Question

If \( PQ \) is a chord perpendicular to the transverse axis of \[ \frac{x^2}{4} - \frac{y^2}{b^2} = 1 \] of eccentricity \( \sqrt{3} \) such that \( \triangle OPQ \) is an equilateral triangle (where \( O \) is the origin), then the area of \( \triangle OPQ \) is:

• A. \( \dfrac{4\sqrt{3}}{5} \)
• B. \( \dfrac{2\sqrt{3}}{5} \)
• C. \( \dfrac{8\sqrt{3}}{5} \)
• D. \( \dfrac{16\sqrt{3}}{5} \)

Hint:

For conic sections, always compute unknown parameters like \( b^2 \) using the eccentricity before proceeding.

Answer 1

The Correct Option is C

Step 1: Find the value of \( b^2 \).
For the hyperbola \[ \frac{x^2}{a^2} - \frac{y^2}{b^2} = 1 \] the eccentricity is given by \[ e = \sqrt{1 + \frac{b^2}{a^2}} \] Here, \( a^2 = 4 \) and \( e = \sqrt{3} \). Hence, \[ 3 = 1 + \frac{b^2}{4} \Rightarrow b^2 = 8 \]
Step 2: Coordinates of points \( P \) and \( Q \).
Since \( PQ \) is perpendicular to the transverse axis, it is parallel to the \( y \)-axis. Let the points be \( (x, y) \) and \( (x, -y) \).
Step 3: Use equilateral triangle condition.
For \( \triangle OPQ \) to be equilateral, \[ OP = PQ \] This gives a relation between \( x \) and \( y \). Substituting into the hyperbola equation and solving gives the side length.
Step 4: Find the area.
The side of the equilateral triangle comes out to be \[ \frac{4}{\sqrt{5}} \] Hence, the area is \[ \frac{\sqrt{3}}{4} \times \left(\frac{4}{\sqrt{5}}\right)^2 = \frac{8\sqrt{3}}{5} \]

# [Required task 1]
In the hyperbola problem, what value of \( b^2 \) does the solution find?

# [Supplied data]
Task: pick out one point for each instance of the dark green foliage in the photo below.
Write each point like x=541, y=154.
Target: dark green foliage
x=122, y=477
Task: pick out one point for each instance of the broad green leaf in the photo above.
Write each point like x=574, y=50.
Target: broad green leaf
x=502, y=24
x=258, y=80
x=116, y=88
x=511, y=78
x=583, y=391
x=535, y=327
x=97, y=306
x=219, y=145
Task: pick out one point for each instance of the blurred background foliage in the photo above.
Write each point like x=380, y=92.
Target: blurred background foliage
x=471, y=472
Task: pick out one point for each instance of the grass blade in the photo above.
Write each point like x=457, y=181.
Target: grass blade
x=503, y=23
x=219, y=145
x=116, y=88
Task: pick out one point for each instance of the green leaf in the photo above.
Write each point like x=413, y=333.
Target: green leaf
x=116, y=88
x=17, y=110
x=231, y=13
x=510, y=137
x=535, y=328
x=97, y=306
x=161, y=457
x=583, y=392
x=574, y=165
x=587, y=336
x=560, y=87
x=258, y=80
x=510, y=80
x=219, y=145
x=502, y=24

# [Required task 2]
Write out again the part of the rows that opens with the line containing "Task: pick out one point for each instance of the blurred" and closes with the last row, requests included, shifting every coordinate in the answers by adding 127.

# [Full solution 1]
\( b^2 = 8 \)

# [Full solution 2]
Task: pick out one point for each instance of the blurred background foliage in the photo above.
Write each point like x=380, y=92.
Target: blurred background foliage
x=598, y=599
Task: pick out one point for each instance of the grass blade in the photo above.
Write each point like x=457, y=181.
Target: grass blade
x=630, y=150
x=346, y=272
x=243, y=215
Task: pick out one point for each instance of the green leaf in the photo above.
Write each point like x=413, y=333.
Target: green leaf
x=243, y=215
x=144, y=237
x=358, y=140
x=637, y=264
x=662, y=455
x=224, y=433
x=288, y=584
x=710, y=519
x=701, y=292
x=714, y=463
x=687, y=214
x=385, y=207
x=637, y=207
x=346, y=272
x=629, y=151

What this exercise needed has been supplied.